Your objective |
Retype all of the entries that appear below, keeping them exactly as they are.
====== Given records ======
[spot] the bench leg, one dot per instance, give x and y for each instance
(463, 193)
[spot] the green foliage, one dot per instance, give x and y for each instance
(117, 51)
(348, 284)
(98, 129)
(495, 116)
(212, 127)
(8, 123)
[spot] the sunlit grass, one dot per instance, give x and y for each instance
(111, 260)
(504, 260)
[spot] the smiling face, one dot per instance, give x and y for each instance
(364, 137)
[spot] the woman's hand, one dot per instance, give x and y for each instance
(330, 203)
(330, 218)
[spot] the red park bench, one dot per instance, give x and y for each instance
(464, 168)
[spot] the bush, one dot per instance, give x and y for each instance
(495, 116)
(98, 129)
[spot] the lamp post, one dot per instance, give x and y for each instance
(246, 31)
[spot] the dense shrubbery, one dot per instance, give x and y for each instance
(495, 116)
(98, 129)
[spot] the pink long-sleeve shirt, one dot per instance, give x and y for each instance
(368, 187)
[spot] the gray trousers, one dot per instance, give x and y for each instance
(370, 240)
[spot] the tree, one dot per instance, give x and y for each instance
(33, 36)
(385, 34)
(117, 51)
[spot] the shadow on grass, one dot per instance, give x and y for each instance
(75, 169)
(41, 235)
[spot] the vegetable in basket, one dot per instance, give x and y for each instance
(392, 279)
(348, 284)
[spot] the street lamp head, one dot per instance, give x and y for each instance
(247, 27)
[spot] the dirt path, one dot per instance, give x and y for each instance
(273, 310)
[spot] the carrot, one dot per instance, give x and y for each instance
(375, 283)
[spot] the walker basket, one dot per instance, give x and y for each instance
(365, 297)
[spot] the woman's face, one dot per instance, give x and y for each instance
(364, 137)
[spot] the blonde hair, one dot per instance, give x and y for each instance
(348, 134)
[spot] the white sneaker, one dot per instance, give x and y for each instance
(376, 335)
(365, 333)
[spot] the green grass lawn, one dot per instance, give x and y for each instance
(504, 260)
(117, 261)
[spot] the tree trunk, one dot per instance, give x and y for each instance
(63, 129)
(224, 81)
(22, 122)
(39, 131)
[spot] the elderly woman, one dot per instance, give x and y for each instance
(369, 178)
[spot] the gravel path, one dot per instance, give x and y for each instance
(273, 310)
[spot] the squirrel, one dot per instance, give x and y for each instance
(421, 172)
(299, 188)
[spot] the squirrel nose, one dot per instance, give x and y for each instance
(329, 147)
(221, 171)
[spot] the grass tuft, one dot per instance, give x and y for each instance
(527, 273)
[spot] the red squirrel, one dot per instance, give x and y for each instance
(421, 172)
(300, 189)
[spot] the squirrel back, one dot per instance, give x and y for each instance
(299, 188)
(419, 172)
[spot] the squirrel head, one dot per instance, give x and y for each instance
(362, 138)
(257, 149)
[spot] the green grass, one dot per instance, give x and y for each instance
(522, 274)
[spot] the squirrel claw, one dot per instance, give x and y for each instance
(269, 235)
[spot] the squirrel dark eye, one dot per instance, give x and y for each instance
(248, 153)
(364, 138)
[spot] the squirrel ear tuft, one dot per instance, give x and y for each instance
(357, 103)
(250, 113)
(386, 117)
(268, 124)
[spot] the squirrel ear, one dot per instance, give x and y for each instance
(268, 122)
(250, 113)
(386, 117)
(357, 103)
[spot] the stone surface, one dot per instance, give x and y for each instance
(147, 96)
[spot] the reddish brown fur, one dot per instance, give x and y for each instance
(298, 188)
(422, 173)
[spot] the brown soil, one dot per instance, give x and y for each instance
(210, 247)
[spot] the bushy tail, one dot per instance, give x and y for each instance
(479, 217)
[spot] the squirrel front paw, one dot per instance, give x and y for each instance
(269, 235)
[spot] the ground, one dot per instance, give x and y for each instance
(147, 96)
======
Output for this exercise |
[spot] the bench leg, one dot per instance, give x and y for each instance
(463, 193)
[spot] the green foliage, one dot per instance, give x and y for each instance
(117, 51)
(348, 284)
(98, 129)
(495, 116)
(212, 127)
(8, 123)
[spot] the sunlit grass, one dot per instance, give x and y for each instance
(111, 260)
(504, 260)
[spot] the smiling face, one dot per instance, give x and y for each instance
(364, 137)
[spot] the woman's hand, one dot per instance, give x and y for each instance
(330, 203)
(330, 218)
[spot] the red park bench, one dot per instance, give x and y for each instance
(464, 168)
[spot] the bush, one dot per instance, give x and y for each instance
(495, 116)
(98, 129)
[spot] the lamp post, one dot per instance, give x and y for each instance
(246, 31)
[spot] the dense shrubbery, one dot per instance, give x and y for each instance
(495, 116)
(98, 129)
[spot] the pink long-sleeve shirt, one dot per instance, give x and y for each instance
(368, 187)
[spot] the gray trousers, one dot per instance, give x and y for each instance
(370, 240)
[spot] the tree, one dot per instance, give x and y for each instance
(33, 36)
(385, 34)
(117, 51)
[spot] the shadow on grass, one dot per instance, give x and y for each instance
(75, 169)
(41, 235)
[spot] the vegetable in basket, one dot per instance, give x and y for each instance
(392, 279)
(348, 284)
[spot] the street lamp head, one dot per instance, give x and y for each instance
(247, 27)
[spot] the dirt path, one dot per instance, give x and y for each instance
(273, 310)
[spot] the carrot, one dot per instance, give x and y for each instance
(375, 283)
[spot] the walker basket, one dot per instance, give x and y for each instance
(365, 297)
[spot] the woman's face, one dot per instance, give x and y for each instance
(364, 137)
[spot] the blonde hair, one dot per instance, give x and y for each instance
(348, 134)
[spot] the white sneaker, one dot per instance, give x and y for each instance
(376, 335)
(365, 333)
[spot] the green grass lawn, one dot per instance, give x and y for each instance
(504, 260)
(117, 261)
[spot] the tree trunk, one dot per instance, give x and y for each instance
(63, 129)
(224, 81)
(22, 122)
(39, 131)
[spot] the elderly woman, one dot per instance, give x and y for each instance
(369, 178)
[spot] the gravel path, one dot per instance, give x and y for each instance
(273, 310)
[spot] the squirrel, one dot per instance, give x and y for each instance
(421, 172)
(299, 188)
[spot] the squirrel nose, one dot per instance, give x and y for each instance
(329, 147)
(221, 171)
[spot] the grass tuft, one dot per instance, give x and y for each instance
(527, 273)
[spot] the red squirrel, one dot per instance, give x and y for each instance
(421, 172)
(300, 189)
[spot] the squirrel back, one dot per instance, give x and y for each instance
(299, 188)
(419, 172)
[spot] the squirrel head, one dot per instance, give x and y for each instance
(362, 138)
(257, 149)
[spot] the green grass, one dot per instance, give x and y for each instance
(522, 274)
[spot] the squirrel claw, one dot per instance, give x and y for each instance
(269, 235)
[spot] the squirrel dark eye, one dot per instance, give x and y for each instance
(248, 153)
(364, 138)
[spot] the squirrel ear tuft, one dot per instance, give x and y for each instance
(357, 103)
(250, 113)
(386, 117)
(268, 124)
[spot] the squirrel ear, one dot per instance, give x and y for each instance
(268, 122)
(250, 113)
(386, 117)
(357, 103)
[spot] the stone surface, one dot per instance, give x and y for each instance
(147, 96)
[spot] the reddish brown fur, one dot per instance, give x and y for each instance
(298, 188)
(422, 173)
[spot] the brown soil, one dot per instance, give x and y for each instance
(210, 247)
[spot] the bushy tail, one dot per instance, give x and y for each instance
(479, 217)
[spot] the squirrel front paw, one dot per instance, give x and y for each instance
(269, 235)
[spot] the ground, one dot per instance, give x and y for each instance
(147, 96)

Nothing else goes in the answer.